SET PROBLEM:
Copy the records below word for word, leaving out every picture.

Collection entries
-- BEGIN --
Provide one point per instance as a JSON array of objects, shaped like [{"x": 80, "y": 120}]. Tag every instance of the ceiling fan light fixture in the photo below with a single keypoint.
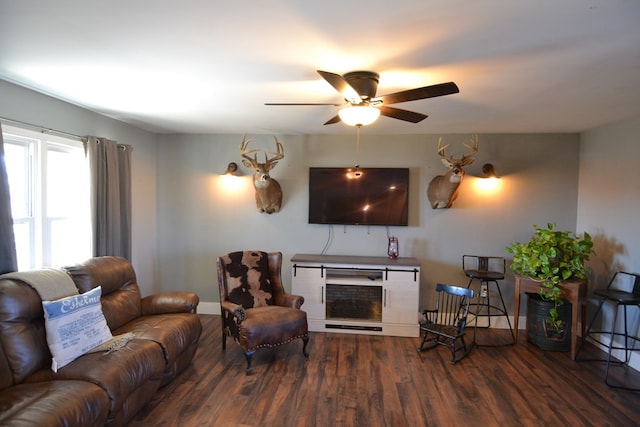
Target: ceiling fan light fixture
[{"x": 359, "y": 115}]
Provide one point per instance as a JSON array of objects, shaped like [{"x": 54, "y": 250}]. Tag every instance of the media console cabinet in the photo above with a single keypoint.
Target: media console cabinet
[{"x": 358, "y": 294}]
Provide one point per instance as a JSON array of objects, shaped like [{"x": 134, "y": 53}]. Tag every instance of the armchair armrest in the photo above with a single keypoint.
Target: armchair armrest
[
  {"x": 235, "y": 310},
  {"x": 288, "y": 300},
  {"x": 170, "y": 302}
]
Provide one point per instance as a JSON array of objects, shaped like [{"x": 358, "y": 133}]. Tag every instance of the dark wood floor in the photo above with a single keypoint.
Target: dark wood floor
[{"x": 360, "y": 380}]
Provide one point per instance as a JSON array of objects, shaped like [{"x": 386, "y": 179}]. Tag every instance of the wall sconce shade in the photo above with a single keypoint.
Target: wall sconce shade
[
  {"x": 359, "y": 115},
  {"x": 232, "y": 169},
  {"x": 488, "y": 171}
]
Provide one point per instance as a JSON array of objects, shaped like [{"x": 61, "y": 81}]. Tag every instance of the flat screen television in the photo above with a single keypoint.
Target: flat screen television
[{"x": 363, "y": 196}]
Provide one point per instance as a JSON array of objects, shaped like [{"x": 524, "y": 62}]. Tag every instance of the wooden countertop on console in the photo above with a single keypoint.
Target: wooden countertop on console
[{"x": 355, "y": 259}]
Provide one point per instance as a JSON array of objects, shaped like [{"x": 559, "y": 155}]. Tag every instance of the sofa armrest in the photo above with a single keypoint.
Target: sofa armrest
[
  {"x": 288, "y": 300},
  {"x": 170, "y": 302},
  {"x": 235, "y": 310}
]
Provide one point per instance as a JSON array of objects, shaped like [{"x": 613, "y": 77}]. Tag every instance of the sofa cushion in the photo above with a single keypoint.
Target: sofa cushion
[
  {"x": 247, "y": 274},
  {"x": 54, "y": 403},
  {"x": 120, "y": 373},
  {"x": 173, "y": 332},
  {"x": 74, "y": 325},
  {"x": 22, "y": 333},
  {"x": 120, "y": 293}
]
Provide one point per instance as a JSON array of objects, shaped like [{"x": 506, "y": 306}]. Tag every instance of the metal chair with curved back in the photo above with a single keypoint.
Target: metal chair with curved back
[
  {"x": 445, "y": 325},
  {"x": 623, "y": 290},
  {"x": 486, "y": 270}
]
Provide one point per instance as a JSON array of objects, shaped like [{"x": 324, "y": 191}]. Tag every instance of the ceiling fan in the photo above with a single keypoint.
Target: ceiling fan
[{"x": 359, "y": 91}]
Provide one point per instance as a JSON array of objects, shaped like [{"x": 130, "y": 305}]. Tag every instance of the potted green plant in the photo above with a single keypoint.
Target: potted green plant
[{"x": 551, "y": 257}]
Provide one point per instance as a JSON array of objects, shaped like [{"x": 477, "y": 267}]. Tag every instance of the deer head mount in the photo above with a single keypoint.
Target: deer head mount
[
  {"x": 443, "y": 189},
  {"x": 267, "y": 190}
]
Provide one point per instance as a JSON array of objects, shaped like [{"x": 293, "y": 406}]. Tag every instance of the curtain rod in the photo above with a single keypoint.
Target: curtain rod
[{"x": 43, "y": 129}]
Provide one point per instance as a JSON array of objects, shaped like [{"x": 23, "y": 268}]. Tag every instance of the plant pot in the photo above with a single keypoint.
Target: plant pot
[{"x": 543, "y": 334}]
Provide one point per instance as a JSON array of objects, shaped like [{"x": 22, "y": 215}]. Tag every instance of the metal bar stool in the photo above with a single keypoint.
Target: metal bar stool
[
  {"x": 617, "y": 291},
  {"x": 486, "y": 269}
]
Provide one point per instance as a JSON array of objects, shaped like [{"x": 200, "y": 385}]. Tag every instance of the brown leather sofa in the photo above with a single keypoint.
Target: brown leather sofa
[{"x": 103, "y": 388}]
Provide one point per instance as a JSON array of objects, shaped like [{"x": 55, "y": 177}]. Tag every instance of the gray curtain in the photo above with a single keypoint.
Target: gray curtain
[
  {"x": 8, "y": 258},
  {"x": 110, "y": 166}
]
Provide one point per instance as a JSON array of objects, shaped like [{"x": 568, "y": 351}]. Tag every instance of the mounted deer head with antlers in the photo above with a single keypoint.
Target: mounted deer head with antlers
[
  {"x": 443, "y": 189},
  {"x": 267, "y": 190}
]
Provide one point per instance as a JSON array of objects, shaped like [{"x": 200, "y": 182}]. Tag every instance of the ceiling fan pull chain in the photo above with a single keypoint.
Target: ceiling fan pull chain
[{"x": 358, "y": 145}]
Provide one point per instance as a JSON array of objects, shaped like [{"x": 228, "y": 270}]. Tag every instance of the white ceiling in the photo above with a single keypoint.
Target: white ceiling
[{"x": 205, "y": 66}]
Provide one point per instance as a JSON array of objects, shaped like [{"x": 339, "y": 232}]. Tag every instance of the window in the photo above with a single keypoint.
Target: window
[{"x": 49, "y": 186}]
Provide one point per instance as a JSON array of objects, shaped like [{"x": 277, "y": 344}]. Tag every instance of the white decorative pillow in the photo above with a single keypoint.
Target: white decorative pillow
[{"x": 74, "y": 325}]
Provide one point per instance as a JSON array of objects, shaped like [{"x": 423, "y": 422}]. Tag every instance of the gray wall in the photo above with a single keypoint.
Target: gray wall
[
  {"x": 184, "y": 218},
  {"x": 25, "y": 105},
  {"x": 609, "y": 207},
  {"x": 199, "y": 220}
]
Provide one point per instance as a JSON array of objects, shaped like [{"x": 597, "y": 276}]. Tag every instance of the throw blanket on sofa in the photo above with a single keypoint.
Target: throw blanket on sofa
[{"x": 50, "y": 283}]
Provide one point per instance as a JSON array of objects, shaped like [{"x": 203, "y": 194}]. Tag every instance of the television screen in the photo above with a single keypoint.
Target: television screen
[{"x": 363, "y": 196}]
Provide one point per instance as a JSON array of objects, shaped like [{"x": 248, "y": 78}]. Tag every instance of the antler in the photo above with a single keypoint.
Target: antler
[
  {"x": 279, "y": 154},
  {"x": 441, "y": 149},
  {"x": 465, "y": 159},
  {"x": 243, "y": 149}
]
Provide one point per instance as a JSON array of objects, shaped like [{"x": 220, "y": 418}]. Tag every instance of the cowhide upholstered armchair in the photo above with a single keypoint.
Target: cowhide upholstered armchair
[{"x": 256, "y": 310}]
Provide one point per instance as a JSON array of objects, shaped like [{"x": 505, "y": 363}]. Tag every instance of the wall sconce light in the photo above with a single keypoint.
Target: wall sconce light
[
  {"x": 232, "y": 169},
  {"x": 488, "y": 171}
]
-- END --
THE REPLY:
Provide one point per instance as a JSON array of objects, shaped like [{"x": 80, "y": 120}]. Tag every instance of the ceiling fan light fixture in the photo below with a single keypoint.
Target: ceiling fan light fixture
[{"x": 359, "y": 115}]
Provide one point per instance as a JSON array of objects, shaped like [{"x": 54, "y": 250}]. Tag every instance of the media console cabinet in the photo above with a single keypoint.
Target: media console cabinet
[{"x": 358, "y": 294}]
Provide one point per instance as a JSON array of objects, shaped like [{"x": 134, "y": 53}]. Tag every instance of the armchair armrest in the photo above with a single keypoint.
Target: armchair armrest
[
  {"x": 235, "y": 310},
  {"x": 288, "y": 300},
  {"x": 170, "y": 302}
]
Provide one point per instance as a JSON array of objects, shaped like [{"x": 358, "y": 133}]. Tag every instance of the dark wood floor in the photo above with a single keypoint.
Target: dark wood floor
[{"x": 360, "y": 380}]
Provide one point per instance as a JSON array of objects, shaped like [{"x": 386, "y": 179}]. Tag every instance of the wall sconce shade in the photo above with a single keypoint.
Target: wall sconce shade
[
  {"x": 359, "y": 115},
  {"x": 232, "y": 169},
  {"x": 488, "y": 171}
]
Provide one point per instance as a JSON array of objects, shaped like [{"x": 61, "y": 81}]. Tag every instance of the flat screen television in the photo above with a single keypoint.
Target: flat screen television
[{"x": 363, "y": 196}]
Provide one point per instance as a JSON array of objects, shaped like [{"x": 524, "y": 62}]. Tag every instance of the wooden countertop on console in the photo above with a single keypoint.
Target: wooden countertop on console
[{"x": 355, "y": 259}]
Provide one point per instance as a JSON array of objects, shaped like [{"x": 559, "y": 155}]. Tag every instance of the sofa armrest in the photo above with a single keypoint.
Target: sofa armrest
[
  {"x": 288, "y": 300},
  {"x": 170, "y": 302},
  {"x": 235, "y": 310}
]
Provide one point per instance as a JSON array of objects, shaped like [{"x": 613, "y": 77}]. Tag every instance of the sofa cushion in the photo above with a single keypoint.
Target: sofa cushion
[
  {"x": 247, "y": 274},
  {"x": 54, "y": 403},
  {"x": 120, "y": 373},
  {"x": 173, "y": 332},
  {"x": 74, "y": 325},
  {"x": 22, "y": 333},
  {"x": 120, "y": 293}
]
Provide one point per instance as a JSON array of objects, shaped like [{"x": 506, "y": 306}]. Tag every instance of the metal chair with curved back in the photo above with a single keypoint.
Target: metal chair with curved back
[
  {"x": 445, "y": 325},
  {"x": 623, "y": 290},
  {"x": 486, "y": 270}
]
Provide one point per instance as a JSON array of objects, shaped like [{"x": 324, "y": 191}]. Tag every instance of the ceiling fan in the photo above with a single keypoint.
Target: ceiling fan
[{"x": 359, "y": 91}]
Provide one point per instance as a JSON array of objects, shaped like [{"x": 130, "y": 305}]. Tag every instance of the potted green plant in the photo above with a single keypoint.
Target: potted green plant
[{"x": 551, "y": 257}]
Provide one point per instance as a JSON array of objects, shaped like [{"x": 477, "y": 267}]. Tag every instance of the deer head mount in the photo above with a single keypoint.
Target: deer head mount
[
  {"x": 443, "y": 189},
  {"x": 267, "y": 190}
]
Provide one point per instance as a JSON array of objects, shaped like [{"x": 293, "y": 406}]. Tag every instance of the curtain rod in the photo above with a single keypoint.
Target: curtain rod
[{"x": 43, "y": 129}]
Provide one point per instance as a JSON array of objects, shaped like [{"x": 23, "y": 268}]. Tag every instance of the plant pot in the photo above with a single keypoint.
Target: plant pot
[{"x": 543, "y": 334}]
Provide one point per instance as a JSON array of objects, shaped like [{"x": 22, "y": 215}]. Tag every instance of the metal bar stool in the photo above with a single keypoint.
Target: metal bar stool
[
  {"x": 617, "y": 291},
  {"x": 486, "y": 269}
]
Provide one point per instance as a JSON array of objects, shaped like [{"x": 200, "y": 385}]. Tag every instance of the brown leather sofa in the photo above with a single keypoint.
Target: brown leather sofa
[{"x": 103, "y": 388}]
Provide one point per instance as a JSON array of objects, shaped like [{"x": 55, "y": 177}]. Tag every instance of the gray curtain in the photo above with a single keypoint.
Target: gray curtain
[
  {"x": 8, "y": 258},
  {"x": 110, "y": 166}
]
Provide one point per instance as a JSON array of objects, shaped like [{"x": 568, "y": 351}]. Tag every instance of the mounted deer head with antlers in the photo above with a single keypoint.
Target: mounted deer head with antlers
[
  {"x": 443, "y": 189},
  {"x": 267, "y": 190}
]
Provide one point per instance as a JSON array of objects, shaped like [{"x": 200, "y": 182}]. Tag every instance of the ceiling fan pull chain in the photo above with a single keypoint.
Target: ceiling fan pull chain
[{"x": 358, "y": 145}]
Provide one point per instance as a JSON array of objects, shaped like [{"x": 228, "y": 270}]. Tag every instance of the white ceiling in the photo above with a single keypoint.
Target: white ceiling
[{"x": 205, "y": 66}]
Provide one point per instance as a JSON array of objects, shaped like [{"x": 339, "y": 232}]. Tag every instance of the window in the photo above with a single keypoint.
Target: window
[{"x": 49, "y": 186}]
Provide one point per instance as a JSON array of objects, shaped like [{"x": 277, "y": 344}]. Tag every instance of the white decorative pillow in the photo above with a single keypoint.
Target: white decorative pillow
[{"x": 74, "y": 325}]
Provide one point per instance as a JSON array of objects, shaped like [{"x": 423, "y": 422}]. Tag every instance of the gray wall in the photo above with a single keypoint.
Target: gray wall
[
  {"x": 184, "y": 218},
  {"x": 25, "y": 105},
  {"x": 609, "y": 207},
  {"x": 199, "y": 220}
]
Provide one point per instance as a JSON array of objects, shaped like [{"x": 597, "y": 276}]. Tag every instance of the throw blanket on sofa in the photo above with a single keypoint.
Target: throw blanket on sofa
[{"x": 50, "y": 283}]
Provide one point per instance as a JSON array of objects, shaped like [{"x": 203, "y": 194}]. Tag every instance of the television screen in the photo above with a single keypoint.
Target: television screen
[{"x": 363, "y": 196}]
Provide one point per instance as a JSON array of objects, shaped like [{"x": 248, "y": 78}]. Tag every instance of the antler in the photo above with a single keypoint.
Target: antler
[
  {"x": 279, "y": 154},
  {"x": 441, "y": 149},
  {"x": 465, "y": 159},
  {"x": 243, "y": 149}
]
Provide one point per instance as a JSON array of objects, shaped like [{"x": 220, "y": 418}]. Tag every instance of the cowhide upholstered armchair in the photo above with a single keypoint.
Target: cowhide upholstered armchair
[{"x": 256, "y": 310}]
Provide one point per instance as a JSON array of objects, shaped like [{"x": 505, "y": 363}]. Tag every instance of the wall sconce light in the photo above with a single keypoint.
Target: wall sconce light
[
  {"x": 232, "y": 169},
  {"x": 488, "y": 171}
]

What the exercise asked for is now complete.